Exercise goal: Emit the entire listing verbatim.

Provided entries:
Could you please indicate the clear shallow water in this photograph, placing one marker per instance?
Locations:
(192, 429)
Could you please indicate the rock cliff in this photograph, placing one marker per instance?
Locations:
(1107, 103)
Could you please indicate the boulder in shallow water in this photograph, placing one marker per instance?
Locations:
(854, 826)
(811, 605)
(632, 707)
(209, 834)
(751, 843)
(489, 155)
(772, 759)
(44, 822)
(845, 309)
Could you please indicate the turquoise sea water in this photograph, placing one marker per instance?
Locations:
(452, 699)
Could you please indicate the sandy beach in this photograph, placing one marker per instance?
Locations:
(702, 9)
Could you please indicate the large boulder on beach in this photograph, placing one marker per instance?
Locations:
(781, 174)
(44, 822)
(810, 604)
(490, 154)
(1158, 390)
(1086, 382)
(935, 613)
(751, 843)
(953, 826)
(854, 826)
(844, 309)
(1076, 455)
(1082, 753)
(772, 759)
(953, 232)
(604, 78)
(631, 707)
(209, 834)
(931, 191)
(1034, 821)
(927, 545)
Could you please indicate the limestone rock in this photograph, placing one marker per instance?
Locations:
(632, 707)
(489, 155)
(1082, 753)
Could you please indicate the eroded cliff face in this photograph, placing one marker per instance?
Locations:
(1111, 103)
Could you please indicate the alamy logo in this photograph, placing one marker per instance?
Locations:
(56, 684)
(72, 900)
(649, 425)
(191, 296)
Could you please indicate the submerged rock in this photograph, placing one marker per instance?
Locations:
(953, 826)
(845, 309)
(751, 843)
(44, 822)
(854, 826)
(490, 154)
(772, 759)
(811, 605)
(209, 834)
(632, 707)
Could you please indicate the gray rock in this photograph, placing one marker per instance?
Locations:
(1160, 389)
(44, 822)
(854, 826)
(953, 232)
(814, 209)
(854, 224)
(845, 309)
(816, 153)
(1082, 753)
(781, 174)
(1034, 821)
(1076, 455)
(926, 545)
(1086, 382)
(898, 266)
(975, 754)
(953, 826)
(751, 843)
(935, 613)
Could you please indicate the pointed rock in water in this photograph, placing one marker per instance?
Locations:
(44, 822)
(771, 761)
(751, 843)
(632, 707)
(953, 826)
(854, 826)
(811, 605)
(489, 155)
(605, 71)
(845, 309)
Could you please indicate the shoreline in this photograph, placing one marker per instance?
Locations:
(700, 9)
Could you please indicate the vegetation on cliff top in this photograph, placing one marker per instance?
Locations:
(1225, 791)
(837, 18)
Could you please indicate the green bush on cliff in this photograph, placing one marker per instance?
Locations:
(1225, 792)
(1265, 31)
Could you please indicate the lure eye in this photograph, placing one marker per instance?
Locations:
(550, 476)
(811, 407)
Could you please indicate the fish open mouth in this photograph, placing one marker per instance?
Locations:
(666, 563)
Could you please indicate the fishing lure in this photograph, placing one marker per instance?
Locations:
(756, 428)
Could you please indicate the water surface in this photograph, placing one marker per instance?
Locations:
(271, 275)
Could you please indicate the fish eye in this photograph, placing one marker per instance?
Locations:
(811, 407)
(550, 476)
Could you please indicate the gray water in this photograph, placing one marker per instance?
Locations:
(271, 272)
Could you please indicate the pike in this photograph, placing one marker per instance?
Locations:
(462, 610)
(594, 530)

Finished answer:
Could you please indicate the clear shallow water in this photograph, placing one marker per instance?
Locations:
(192, 429)
Could you please indicate the rock cliff in this photograph, placing one marker per instance?
Locations:
(1107, 103)
Could you please indicate the boulder in shallow water in this photograph, placing one marker per instance?
Locations:
(854, 826)
(811, 605)
(632, 707)
(209, 834)
(751, 843)
(489, 155)
(772, 759)
(44, 822)
(845, 309)
Could you please indicate the turquoise sea water in this photograph, placing one marker per instance?
Locations:
(452, 699)
Could you please indicate the sandy beach in this photograph, placing one marker per instance?
Locations:
(702, 9)
Could you please indicate the large boulder on beach in this photograph, placing one marker per instance?
Locations:
(781, 174)
(44, 822)
(810, 604)
(490, 154)
(1158, 390)
(1086, 382)
(935, 613)
(751, 843)
(953, 826)
(854, 826)
(844, 309)
(1076, 455)
(1082, 753)
(772, 759)
(953, 232)
(604, 78)
(631, 707)
(209, 834)
(931, 191)
(1034, 821)
(927, 545)
Could you please indicate the limestone rock in this photograph, placing one marker per instance?
Locations:
(632, 707)
(489, 155)
(1082, 753)
Could you please indicate the eroded cliff face in this photograph, placing one marker per instance?
Locations:
(1111, 103)
Could you please indicate the alamy logo in this photograph, placing one marker per instance?
Locations:
(56, 684)
(72, 900)
(649, 425)
(191, 296)
Could you please indicate the submerged rock in this photograph, placing one marker per instance?
Locations:
(953, 826)
(845, 309)
(751, 843)
(44, 822)
(854, 826)
(490, 154)
(772, 759)
(811, 605)
(209, 834)
(632, 707)
Could you please indicate the gray rock in this photograph, placing one marker per instance?
Locations:
(1160, 389)
(44, 822)
(854, 826)
(953, 232)
(814, 209)
(854, 224)
(845, 309)
(816, 153)
(1082, 753)
(781, 174)
(1034, 821)
(1076, 455)
(926, 545)
(1086, 382)
(898, 266)
(975, 754)
(953, 826)
(751, 843)
(935, 613)
Could you please indicate the pointed rock in water in this photograph, placing one marker per instance?
Locations:
(44, 822)
(771, 761)
(751, 843)
(632, 707)
(953, 826)
(854, 826)
(811, 605)
(489, 155)
(605, 71)
(845, 309)
Could you please indicate the shoreline in this photograph, placing one marker per instance?
Locations:
(700, 9)
Could you please indicate the vegetation on cliff top in this photograph, placing one marker per instance?
Locations:
(1225, 791)
(837, 18)
Could you please indicate the green bush on cliff in this photograph, placing one marker per instance?
Locations:
(1225, 792)
(1265, 31)
Could you please indicate the lure eye in this photograph, placing one marker per instance?
Locations:
(550, 476)
(811, 407)
Could you please indicate the fish open mouth in this photograph, placing one marker per instance?
Locations:
(666, 563)
Could you please indicate the fishing lure in this photograph, placing one marker per instance?
Locations:
(756, 428)
Could you please indicate the water surface in this photograph, placing one marker per instance?
Locations:
(271, 275)
Could you please indicate the fish eye in this photograph, placing one marker per instance?
Locations:
(811, 407)
(550, 476)
Could you please indicate the gray water in this photograph, placing one marker per instance?
Locations:
(271, 272)
Could you please indicate the pike in this photograph, placing one marker per instance?
Locations:
(462, 610)
(594, 530)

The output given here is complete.